▽

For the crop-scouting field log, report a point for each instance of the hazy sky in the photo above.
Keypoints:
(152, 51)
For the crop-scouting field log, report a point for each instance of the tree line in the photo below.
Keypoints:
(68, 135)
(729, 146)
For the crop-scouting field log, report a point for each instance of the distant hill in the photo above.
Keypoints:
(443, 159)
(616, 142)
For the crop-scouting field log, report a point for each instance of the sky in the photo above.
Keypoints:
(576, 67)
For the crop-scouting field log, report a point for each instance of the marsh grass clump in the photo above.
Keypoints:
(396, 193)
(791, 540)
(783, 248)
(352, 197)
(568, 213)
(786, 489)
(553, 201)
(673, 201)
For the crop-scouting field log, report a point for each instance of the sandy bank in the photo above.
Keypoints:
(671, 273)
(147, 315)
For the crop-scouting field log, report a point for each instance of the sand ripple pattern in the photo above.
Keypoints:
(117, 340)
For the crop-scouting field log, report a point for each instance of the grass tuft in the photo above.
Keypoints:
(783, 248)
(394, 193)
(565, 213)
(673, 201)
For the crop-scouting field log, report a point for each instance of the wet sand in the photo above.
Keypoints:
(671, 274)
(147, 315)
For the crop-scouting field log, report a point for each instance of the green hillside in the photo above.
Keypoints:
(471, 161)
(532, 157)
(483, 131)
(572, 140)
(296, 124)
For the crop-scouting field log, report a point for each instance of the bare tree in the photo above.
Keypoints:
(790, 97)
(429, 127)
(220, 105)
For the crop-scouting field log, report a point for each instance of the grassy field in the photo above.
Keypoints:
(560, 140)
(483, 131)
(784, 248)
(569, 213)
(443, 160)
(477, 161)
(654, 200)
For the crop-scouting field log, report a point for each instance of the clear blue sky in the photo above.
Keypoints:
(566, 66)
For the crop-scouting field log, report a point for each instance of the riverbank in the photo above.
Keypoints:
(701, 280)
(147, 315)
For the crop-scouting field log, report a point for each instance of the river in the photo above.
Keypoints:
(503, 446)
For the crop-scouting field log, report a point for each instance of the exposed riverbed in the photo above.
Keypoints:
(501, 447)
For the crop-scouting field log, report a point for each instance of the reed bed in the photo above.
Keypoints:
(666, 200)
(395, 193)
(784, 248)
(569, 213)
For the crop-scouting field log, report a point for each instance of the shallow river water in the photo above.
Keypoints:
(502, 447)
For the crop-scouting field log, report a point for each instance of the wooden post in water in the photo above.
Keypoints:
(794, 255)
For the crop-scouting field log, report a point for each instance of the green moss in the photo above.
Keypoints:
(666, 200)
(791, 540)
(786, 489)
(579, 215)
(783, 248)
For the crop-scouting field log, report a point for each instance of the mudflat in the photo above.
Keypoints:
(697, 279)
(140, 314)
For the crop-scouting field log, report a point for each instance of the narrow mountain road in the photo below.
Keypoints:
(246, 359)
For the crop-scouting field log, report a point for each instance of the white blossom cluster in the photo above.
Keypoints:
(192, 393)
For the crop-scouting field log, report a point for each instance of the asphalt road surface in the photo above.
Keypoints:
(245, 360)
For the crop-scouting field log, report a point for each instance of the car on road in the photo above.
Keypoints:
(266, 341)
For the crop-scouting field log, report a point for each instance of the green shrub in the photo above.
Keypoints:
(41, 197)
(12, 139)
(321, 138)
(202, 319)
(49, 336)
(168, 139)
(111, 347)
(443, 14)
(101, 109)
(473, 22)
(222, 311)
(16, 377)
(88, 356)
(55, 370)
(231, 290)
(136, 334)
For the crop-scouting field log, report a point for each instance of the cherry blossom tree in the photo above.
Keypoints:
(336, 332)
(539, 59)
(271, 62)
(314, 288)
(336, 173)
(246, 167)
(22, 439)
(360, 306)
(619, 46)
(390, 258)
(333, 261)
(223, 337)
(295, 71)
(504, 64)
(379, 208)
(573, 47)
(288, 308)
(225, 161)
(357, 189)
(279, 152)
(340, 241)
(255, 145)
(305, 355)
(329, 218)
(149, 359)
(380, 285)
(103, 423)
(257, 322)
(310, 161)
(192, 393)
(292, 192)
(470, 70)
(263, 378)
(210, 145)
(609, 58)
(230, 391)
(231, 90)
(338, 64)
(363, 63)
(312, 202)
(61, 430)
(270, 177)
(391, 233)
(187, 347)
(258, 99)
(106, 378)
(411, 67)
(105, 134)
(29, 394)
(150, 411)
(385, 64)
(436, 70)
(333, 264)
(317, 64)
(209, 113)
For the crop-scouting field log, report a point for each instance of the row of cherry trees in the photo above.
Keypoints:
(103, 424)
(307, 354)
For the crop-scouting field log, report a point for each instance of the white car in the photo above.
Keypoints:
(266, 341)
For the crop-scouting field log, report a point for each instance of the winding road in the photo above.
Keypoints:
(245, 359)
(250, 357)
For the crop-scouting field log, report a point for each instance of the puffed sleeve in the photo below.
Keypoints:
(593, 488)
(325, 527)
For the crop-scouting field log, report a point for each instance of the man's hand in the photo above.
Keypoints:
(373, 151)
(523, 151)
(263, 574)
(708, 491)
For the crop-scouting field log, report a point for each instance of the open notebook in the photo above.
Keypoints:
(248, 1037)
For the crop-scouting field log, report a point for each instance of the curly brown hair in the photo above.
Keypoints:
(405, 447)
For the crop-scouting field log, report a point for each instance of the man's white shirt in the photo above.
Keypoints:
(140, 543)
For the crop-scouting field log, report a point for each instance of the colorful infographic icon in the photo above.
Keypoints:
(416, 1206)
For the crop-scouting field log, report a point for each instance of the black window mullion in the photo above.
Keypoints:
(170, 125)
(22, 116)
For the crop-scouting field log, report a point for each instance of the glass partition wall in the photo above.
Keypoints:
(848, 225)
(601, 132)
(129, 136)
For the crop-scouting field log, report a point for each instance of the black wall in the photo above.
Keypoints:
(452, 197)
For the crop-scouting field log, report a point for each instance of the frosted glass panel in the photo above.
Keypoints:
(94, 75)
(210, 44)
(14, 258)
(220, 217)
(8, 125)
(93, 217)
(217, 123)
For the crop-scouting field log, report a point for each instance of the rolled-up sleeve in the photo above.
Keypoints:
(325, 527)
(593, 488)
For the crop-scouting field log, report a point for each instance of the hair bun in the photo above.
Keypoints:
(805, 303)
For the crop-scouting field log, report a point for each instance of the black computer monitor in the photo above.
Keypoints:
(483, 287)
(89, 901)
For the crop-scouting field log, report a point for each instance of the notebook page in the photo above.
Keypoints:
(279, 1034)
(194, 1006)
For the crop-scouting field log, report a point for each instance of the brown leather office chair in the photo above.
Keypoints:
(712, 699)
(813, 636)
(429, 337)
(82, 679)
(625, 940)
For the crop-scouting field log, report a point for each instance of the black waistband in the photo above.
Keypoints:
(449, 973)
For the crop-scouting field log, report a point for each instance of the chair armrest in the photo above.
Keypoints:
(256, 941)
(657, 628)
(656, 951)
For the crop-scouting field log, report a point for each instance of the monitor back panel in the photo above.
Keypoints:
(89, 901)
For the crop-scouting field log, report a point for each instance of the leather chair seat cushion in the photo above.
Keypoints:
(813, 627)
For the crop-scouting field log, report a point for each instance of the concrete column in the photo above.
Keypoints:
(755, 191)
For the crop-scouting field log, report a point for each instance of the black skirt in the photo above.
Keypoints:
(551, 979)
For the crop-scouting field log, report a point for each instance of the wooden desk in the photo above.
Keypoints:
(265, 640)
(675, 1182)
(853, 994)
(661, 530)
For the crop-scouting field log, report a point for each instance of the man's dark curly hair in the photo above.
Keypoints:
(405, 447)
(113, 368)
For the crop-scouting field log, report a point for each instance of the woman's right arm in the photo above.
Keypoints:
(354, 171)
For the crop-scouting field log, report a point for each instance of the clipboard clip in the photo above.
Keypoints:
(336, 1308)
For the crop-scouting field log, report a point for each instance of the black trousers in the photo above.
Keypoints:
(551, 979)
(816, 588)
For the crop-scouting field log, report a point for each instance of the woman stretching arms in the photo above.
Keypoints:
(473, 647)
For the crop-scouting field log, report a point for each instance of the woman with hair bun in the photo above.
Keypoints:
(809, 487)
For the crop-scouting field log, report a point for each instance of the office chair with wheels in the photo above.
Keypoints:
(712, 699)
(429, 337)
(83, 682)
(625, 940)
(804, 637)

△

Output must be limited to the lines beginning with the one that contains "clip in the photo above." and ending with the last line of the entries, reproduced exactly.

• Exercise solution:
For the crop-scouting field log, report a point for each instance of the clipboard clip in the photo above.
Keypoints:
(336, 1308)
For the crop-scouting field log, report a point for each instance of the black trousers in the photo above.
Keypoints:
(551, 979)
(816, 588)
For the crop-scouting field log, report a point for each instance of the woman stretching arms in the photo above.
Keypoints:
(473, 647)
For the crop-scouting field log, report a point for each instance of the woman with hair bun in the photo above.
Keypoints:
(809, 487)
For the crop-scouting field log, report a point for each instance of the office chair with wheels in the photo above.
Keypoints:
(712, 699)
(429, 337)
(83, 682)
(625, 940)
(804, 637)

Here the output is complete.